- **What is expected**
Write out, please, the line containing "of the blurred" together with all lines after it, up to and including the last one, with no other output.

Point annotation dataset records:

^^^^^^^^

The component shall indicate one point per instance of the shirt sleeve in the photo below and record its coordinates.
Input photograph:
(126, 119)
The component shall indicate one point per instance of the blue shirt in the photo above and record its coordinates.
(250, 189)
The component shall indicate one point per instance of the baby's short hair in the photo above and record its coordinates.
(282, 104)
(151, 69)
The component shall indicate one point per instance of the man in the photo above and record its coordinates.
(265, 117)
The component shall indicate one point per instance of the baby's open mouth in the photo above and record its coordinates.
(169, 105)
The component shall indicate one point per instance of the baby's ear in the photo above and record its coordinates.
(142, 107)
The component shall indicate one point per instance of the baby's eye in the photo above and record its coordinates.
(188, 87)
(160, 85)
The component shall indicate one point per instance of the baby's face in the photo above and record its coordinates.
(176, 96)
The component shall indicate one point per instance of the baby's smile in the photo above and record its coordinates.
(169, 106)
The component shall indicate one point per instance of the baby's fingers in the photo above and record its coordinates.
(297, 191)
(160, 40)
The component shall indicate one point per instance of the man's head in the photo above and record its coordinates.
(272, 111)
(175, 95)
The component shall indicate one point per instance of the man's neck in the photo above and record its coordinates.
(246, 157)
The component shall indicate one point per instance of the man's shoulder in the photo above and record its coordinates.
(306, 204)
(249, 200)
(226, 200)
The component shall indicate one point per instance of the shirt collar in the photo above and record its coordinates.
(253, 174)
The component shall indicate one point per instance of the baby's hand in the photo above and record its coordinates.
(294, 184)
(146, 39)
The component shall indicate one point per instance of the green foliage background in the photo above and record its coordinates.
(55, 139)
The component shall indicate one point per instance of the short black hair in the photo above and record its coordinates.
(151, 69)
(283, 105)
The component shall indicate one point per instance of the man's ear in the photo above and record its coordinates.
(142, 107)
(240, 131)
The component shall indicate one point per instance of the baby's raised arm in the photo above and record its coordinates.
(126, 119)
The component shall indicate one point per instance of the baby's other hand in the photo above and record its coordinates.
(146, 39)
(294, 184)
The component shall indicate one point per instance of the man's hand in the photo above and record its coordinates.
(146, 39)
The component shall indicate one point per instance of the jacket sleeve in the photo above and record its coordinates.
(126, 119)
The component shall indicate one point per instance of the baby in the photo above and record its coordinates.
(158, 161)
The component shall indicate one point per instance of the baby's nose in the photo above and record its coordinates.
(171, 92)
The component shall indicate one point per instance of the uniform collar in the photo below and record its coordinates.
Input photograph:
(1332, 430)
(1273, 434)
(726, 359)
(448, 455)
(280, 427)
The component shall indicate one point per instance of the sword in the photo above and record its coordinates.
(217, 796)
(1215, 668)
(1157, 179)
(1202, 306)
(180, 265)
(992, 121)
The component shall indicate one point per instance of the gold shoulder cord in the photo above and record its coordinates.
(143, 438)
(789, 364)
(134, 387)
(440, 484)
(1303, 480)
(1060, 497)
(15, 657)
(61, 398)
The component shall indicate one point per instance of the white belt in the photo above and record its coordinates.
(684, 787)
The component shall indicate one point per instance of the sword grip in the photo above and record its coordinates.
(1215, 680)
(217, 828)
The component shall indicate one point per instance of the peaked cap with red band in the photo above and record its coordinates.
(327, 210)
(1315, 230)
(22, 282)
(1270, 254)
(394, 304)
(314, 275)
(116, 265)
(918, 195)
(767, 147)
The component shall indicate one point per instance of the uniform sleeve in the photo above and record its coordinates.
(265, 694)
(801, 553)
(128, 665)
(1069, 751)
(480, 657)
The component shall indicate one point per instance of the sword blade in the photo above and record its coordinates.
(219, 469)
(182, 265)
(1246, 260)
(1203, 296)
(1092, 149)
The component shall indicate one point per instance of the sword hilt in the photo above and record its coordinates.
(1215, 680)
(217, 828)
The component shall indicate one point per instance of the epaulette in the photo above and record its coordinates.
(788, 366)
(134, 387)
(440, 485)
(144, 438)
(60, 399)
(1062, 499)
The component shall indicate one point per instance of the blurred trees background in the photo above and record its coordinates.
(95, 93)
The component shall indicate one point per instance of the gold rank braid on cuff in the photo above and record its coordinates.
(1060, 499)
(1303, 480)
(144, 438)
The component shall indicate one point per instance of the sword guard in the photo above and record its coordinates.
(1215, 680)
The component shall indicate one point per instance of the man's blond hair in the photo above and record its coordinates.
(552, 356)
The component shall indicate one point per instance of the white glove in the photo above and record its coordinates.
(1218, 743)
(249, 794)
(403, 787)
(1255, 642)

^^^^^^^^

- **Final answer**
The component shall indicate one point per instance of the blurred trees background in the photo above and record its coordinates.
(95, 93)
The component shall indicate one point per instance of the gold rank braid on cuff in the photo above and record its coordinates.
(1060, 499)
(1303, 480)
(144, 438)
The component shall indicate one point per instance of the sword guard in the photo above and record its coordinates.
(1215, 680)
The component shall indicate one point per instance of the man's blond hair in the photo above and record its coordinates.
(552, 356)
The component shall indicate one point per instance of the white glove in the photo above and record its coordinates.
(1218, 743)
(249, 794)
(403, 787)
(1255, 642)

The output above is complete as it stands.